_Job_
Put every line of the items below into a numbered list, skipping any blank lines and leaving the pictures out.
**** Input for this task
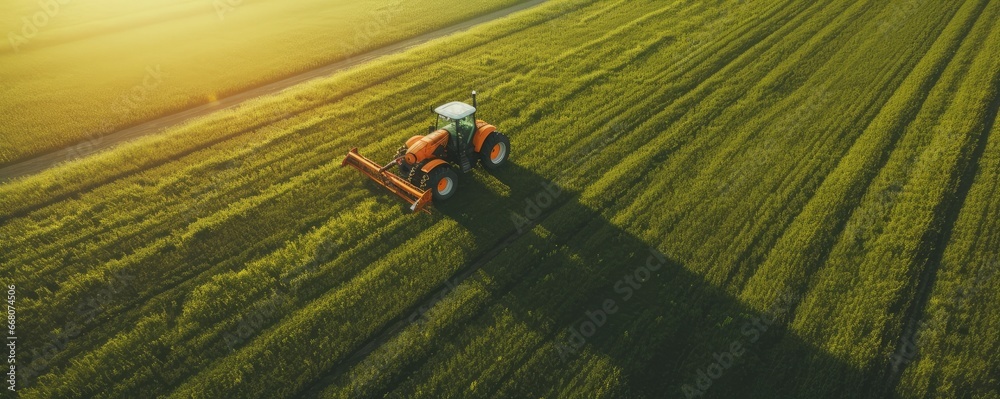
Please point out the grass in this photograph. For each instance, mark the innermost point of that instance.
(813, 182)
(96, 67)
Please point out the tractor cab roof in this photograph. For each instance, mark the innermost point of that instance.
(455, 110)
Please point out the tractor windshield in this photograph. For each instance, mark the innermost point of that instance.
(465, 126)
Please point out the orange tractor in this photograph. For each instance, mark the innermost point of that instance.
(426, 165)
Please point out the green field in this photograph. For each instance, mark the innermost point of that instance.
(729, 198)
(93, 67)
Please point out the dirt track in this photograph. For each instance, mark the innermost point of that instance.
(41, 162)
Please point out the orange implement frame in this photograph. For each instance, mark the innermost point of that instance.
(417, 198)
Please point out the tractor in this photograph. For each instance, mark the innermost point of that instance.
********
_Answer for this exercise_
1. Please point out the grass in this photograph. For each instance, mark the innermost point of that instance.
2. (813, 182)
3. (96, 67)
4. Please point out the tractor cab roof in this photograph. For each instance, mark the innermost point of that instance.
5. (455, 110)
6. Please point out the tractor windshield in this photograph. For each instance, mark the innermost point of that instance.
7. (465, 126)
8. Please point out the orange tractor in this photograph. For each instance, mark the innermost point of that instance.
9. (426, 165)
10. Please point out the green field in this photograph. For each instance, mark the innermost point of that instance.
11. (729, 198)
12. (93, 67)
13. Please point out the dirt track in this photograph. For each instance, mark the innermost point of that instance.
14. (41, 162)
15. Please point out the orange implement frame in this photograph. For each instance, mark the innermost point of that instance.
16. (417, 198)
17. Please point out the tractor in this photograph. For each instance, mark the innermost point of that instance.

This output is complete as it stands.